→ Directions for this task:
An exact copy of the data below is required; return it in full.

Source data Block Start

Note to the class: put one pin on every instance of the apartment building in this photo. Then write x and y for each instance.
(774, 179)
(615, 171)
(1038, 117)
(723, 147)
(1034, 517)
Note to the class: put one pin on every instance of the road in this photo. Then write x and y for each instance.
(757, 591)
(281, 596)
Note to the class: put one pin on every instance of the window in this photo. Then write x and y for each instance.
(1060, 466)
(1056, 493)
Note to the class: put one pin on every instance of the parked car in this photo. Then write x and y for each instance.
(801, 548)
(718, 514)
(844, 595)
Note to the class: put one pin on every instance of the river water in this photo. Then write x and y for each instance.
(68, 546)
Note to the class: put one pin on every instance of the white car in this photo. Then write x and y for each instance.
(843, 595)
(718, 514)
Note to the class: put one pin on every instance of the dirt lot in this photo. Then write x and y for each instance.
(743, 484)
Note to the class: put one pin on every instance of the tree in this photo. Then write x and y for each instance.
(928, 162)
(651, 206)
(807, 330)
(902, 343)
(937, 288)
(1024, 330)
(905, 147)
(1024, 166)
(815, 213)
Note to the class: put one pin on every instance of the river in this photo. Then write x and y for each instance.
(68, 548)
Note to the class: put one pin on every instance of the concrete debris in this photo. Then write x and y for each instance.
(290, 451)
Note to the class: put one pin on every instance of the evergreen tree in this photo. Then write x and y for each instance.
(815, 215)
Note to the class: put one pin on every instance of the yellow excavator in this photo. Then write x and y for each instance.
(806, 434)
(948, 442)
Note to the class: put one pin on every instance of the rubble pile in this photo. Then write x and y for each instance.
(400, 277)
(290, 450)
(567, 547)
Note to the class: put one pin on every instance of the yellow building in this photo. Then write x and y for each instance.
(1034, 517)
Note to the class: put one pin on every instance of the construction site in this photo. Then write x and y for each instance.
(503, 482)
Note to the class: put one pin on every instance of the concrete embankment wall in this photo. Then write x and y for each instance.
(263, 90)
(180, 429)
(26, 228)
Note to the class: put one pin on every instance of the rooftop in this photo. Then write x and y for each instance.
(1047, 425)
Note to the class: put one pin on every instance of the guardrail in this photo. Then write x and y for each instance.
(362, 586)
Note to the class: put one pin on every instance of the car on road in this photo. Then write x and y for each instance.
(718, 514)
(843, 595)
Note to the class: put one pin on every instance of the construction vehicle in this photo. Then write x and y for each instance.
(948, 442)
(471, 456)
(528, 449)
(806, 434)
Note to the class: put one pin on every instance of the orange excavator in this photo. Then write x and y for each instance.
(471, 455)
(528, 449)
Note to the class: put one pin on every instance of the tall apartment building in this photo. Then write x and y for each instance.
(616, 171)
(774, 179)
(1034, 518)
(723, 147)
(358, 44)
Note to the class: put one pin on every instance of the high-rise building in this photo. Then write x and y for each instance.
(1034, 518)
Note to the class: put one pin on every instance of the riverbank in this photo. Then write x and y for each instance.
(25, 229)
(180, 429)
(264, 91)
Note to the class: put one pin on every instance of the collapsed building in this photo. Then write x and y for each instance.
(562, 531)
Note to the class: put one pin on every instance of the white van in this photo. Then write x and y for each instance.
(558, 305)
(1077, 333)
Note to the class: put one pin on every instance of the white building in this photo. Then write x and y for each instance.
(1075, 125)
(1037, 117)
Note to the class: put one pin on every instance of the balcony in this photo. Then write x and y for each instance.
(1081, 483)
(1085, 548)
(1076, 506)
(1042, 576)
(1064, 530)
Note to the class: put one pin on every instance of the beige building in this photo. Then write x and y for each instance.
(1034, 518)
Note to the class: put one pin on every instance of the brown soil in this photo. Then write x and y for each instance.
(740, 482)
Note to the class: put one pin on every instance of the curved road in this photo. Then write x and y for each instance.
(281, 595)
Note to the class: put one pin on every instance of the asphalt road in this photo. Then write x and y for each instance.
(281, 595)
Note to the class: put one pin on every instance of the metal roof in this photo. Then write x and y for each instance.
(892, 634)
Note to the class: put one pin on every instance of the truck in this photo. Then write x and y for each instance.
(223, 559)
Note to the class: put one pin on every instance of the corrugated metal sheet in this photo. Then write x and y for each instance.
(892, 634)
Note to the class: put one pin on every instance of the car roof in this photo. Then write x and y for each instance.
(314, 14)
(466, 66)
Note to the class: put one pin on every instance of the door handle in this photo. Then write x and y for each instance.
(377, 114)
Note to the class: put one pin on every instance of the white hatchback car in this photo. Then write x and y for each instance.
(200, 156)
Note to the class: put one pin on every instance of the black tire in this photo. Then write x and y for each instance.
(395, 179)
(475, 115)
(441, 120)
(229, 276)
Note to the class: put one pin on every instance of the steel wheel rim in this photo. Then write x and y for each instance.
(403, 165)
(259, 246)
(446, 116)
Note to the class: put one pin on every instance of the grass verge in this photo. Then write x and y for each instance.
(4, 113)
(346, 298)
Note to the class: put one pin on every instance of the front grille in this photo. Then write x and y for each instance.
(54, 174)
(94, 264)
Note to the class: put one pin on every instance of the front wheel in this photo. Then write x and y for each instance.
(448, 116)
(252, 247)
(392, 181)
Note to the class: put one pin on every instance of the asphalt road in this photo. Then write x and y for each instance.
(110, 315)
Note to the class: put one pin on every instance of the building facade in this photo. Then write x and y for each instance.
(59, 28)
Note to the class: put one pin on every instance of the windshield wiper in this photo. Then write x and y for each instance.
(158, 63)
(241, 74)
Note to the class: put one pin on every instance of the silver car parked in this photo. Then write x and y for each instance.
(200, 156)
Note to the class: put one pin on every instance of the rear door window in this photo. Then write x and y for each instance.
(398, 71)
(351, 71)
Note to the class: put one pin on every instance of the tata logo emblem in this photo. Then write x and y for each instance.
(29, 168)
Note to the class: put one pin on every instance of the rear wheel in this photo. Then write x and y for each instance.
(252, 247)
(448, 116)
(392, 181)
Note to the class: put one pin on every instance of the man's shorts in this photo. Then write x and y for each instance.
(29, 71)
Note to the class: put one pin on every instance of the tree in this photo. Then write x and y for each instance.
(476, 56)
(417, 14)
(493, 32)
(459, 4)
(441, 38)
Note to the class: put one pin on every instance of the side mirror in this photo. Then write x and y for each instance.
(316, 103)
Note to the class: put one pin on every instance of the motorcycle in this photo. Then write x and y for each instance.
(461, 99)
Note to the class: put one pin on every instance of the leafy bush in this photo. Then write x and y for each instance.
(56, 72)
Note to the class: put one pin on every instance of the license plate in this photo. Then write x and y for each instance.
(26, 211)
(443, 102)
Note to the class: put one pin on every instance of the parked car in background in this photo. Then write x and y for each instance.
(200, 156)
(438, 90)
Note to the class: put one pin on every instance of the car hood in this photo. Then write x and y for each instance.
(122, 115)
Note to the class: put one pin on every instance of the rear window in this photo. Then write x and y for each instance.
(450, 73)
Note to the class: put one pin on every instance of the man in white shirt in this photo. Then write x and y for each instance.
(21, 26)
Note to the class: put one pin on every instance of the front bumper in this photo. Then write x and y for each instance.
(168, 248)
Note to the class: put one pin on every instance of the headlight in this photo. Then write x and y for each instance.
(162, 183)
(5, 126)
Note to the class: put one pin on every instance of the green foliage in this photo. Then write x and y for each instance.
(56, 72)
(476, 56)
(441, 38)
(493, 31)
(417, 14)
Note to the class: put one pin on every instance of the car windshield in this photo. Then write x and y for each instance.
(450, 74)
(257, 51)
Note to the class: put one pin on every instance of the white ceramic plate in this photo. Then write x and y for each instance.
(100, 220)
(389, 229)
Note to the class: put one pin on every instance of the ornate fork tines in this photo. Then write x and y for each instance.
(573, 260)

Source data Block End

→ Answer:
Note to the class: put one pin on every instance of the apartment building in this photo. Then write x and y for each instance.
(774, 179)
(615, 171)
(1038, 117)
(723, 147)
(1034, 517)
Note to the class: put one pin on every instance of the road in this photo. Then write x and y for each instance.
(757, 591)
(281, 596)
Note to the class: put one pin on every instance of the window in this photo. Then write x and y for each instance.
(1060, 466)
(1056, 493)
Note to the class: put one pin on every instance of the parked car in this photo. Then write x and y for each instance.
(801, 548)
(718, 514)
(844, 595)
Note to the class: put one pin on every instance of the river water in this photo. Then write x and y for each instance.
(68, 546)
Note to the class: put one pin on every instance of the white car in this photo. Then write x and y for each instance.
(843, 595)
(718, 514)
Note to the class: put one pin on every instance of the dirt lot in this photo. Then write x and y for each instance.
(743, 484)
Note to the class: put one pin on every instance of the tree in this photo. Then write x and y for each instance.
(928, 162)
(651, 206)
(807, 330)
(902, 343)
(937, 288)
(1024, 330)
(905, 147)
(1024, 166)
(815, 213)
Note to the class: put one pin on every instance of the river in this photo. Then write x and y for each instance.
(68, 548)
Note to the class: put one pin on every instance of the concrete debris in this photo. Then write x and y for each instance.
(290, 451)
Note to the class: put one pin on every instance of the evergreen tree in this photo. Then write x and y for each instance.
(815, 215)
Note to the class: put one pin on every instance of the yellow excavator in this photo. Then write x and y for each instance.
(806, 434)
(948, 442)
Note to the class: put one pin on every instance of the rubble pile in this photo. Then write x and y for each instance.
(400, 277)
(290, 450)
(567, 547)
Note to the class: put one pin on every instance of the yellow building in this photo. Then write x and y for each instance.
(1034, 517)
Note to the class: put one pin on every instance of the construction site in this photo. Then write x and y for each instance.
(503, 482)
Note to the class: put one pin on every instance of the concrete embankment wall in this photo. Then write x and y for each instance.
(263, 90)
(180, 429)
(26, 228)
Note to the class: put one pin on every instance of the rooftop in this photo. Then write x and y for each instance.
(1047, 425)
Note to the class: put one pin on every instance of the guardrail in this photo. Then write x and y for each instance.
(362, 586)
Note to the class: put one pin on every instance of the car on road in this photo. Then write x and y for each instance.
(718, 514)
(843, 595)
Note to the class: put one pin on every instance of the construction vehicle in this photo. Then write x and y for each instance.
(948, 442)
(471, 456)
(528, 449)
(806, 434)
Note to the class: put one pin on every instance of the orange excavator in this photo. Then write x and y for each instance.
(471, 455)
(528, 449)
Note to the class: put one pin on every instance of the tall apartment building in this photo. Then write x and y for each instance.
(616, 171)
(774, 179)
(1034, 518)
(723, 147)
(358, 44)
Note to the class: put one pin on every instance of the high-rise building in this photo. Then write x and y for each instance.
(1034, 518)
Note to the class: put one pin on every instance of the riverbank in this photo. Then write x and y for each instance.
(25, 229)
(180, 429)
(264, 91)
Note to the class: put one pin on every instance of the collapsed building in this photo. Then write x and y for each instance.
(562, 531)
Note to the class: put one pin on every instance of the white van in this photo. Then write x and y for each instance.
(558, 305)
(1077, 333)
Note to the class: put one pin on every instance of the white building in this photo. Then write x and y for each instance.
(1075, 125)
(1037, 117)
Note to the class: put one pin on every instance of the balcony in this photo. Then write x and y for each instance.
(1081, 483)
(1085, 548)
(1076, 506)
(1042, 576)
(1064, 530)
Note to the class: put one pin on every instance of the beige building in this photo. Then write x and y for each instance.
(1034, 518)
Note to the class: put one pin on every instance of the brown soil in this photo. Then write x and y for each instance.
(740, 482)
Note to the class: put one pin on every instance of the curved road in this photo. Then write x and y for each instance.
(281, 595)
Note to the class: put one pin on every instance of the asphalt road in this photo. Then write x and y for each instance.
(281, 595)
Note to the class: put one pin on every instance of the metal roof in this photo. Then write x and y for each instance.
(892, 634)
Note to the class: put one pin on every instance of the truck in this photo. Then write x and y for each instance.
(223, 559)
Note to the class: put one pin on every instance of the corrugated metal sheet in this photo. Then write x and y for each instance.
(892, 634)
Note to the class: put one pin on every instance of the car roof in this photo. Then write x and y for each instance.
(314, 14)
(466, 66)
Note to the class: put one pin on every instance of the door handle in this photo. Then write x and y for each instance.
(377, 114)
Note to the class: put one pin on every instance of the white hatchback car in this photo. Then write x and y for each instance.
(200, 156)
Note to the class: put one pin on every instance of the black tire in this photo. Then write x and y for each instance.
(395, 179)
(475, 115)
(441, 120)
(229, 276)
Note to the class: put one pin on every instance of the steel wheel rim in this photo. Then write x and y for each instance.
(403, 165)
(259, 246)
(446, 116)
Note to the class: put one pin on every instance of the grass verge in this photo. Then write x and y for each instance.
(4, 113)
(346, 298)
Note to the class: put one pin on every instance of the front grille in this photo. Then write x and y for each instance.
(54, 174)
(94, 264)
Note to the class: put one pin on every instance of the front wheel in this photo. Then write x and y for each instance.
(448, 116)
(252, 247)
(392, 181)
Note to the class: put one pin on every instance of the asphalt road in this photo. Then write x and y for each instance.
(110, 315)
Note to the class: put one pin on every instance of the building facade in this photo. Then write x and y for each instance.
(59, 28)
Note to the class: put one pin on every instance of the windshield wiper in this photo. Then write x and y for each instance.
(158, 63)
(241, 74)
Note to the class: put one pin on every instance of the silver car parked in this photo. Then write x and y for each instance.
(200, 156)
Note to the class: put one pin on every instance of the rear door window in this photo. Then write x and y for each instance.
(398, 71)
(351, 71)
Note to the class: put one pin on every instance of the tata logo emblem in this photo. Then write x and y for each instance.
(29, 168)
Note to the class: put one pin on every instance of the rear wheel in this photo. Then write x and y for each instance.
(252, 247)
(448, 116)
(392, 181)
Note to the class: put one pin on every instance of the man's shorts in this photo. Then write x and y for each instance.
(29, 71)
Note to the class: put one pin on every instance of the tree in this photo. Then write x and y for each instance.
(476, 56)
(417, 14)
(493, 32)
(459, 4)
(441, 38)
Note to the class: put one pin on every instance of the side mirror in this photo. Then write x and y for each instance.
(316, 103)
Note to the class: put one pin on every instance of the motorcycle in this photo. Then write x and y for each instance.
(461, 99)
Note to the class: put one pin on every instance of the leafy bush in this photo. Then write x and y for each instance.
(56, 72)
Note to the class: put one pin on every instance of the license plate in this photo. Then write x and y for each instance.
(26, 211)
(443, 102)
Note to the class: put one pin on every instance of the parked car in background in this photo. Then write x and y for each instance.
(200, 156)
(438, 90)
Note to the class: put one pin on every instance of the car hood in this photo. Then write x and y for each instance.
(122, 115)
Note to the class: put one pin on every instance of the rear window in this photo. Then write x and y for each instance.
(450, 73)
Note to the class: put one pin on every instance of the man in white shirt in this photo. Then write x and y for each instance.
(21, 26)
Note to the class: put one pin on every instance of the front bumper in this photo. Then write x and y for each instance.
(168, 248)
Note to the class: put one pin on every instance of the headlight in this photo. Then write x and y for each instance.
(162, 183)
(5, 126)
Note to the class: put one pin on every instance of the green foliage in this photo. Then write x and y for each instance.
(56, 72)
(476, 56)
(441, 38)
(493, 31)
(417, 14)
Note to the class: put one pin on every instance of the car windshield in this photo. Then write x and y for each instance.
(450, 74)
(257, 51)
Note to the class: put one pin on every instance of the white ceramic plate in this photo. Then write x and y for each instance.
(100, 220)
(389, 229)
Note to the class: put one pin on every instance of the ornate fork tines in this photo. Then write x and y for each instance.
(573, 260)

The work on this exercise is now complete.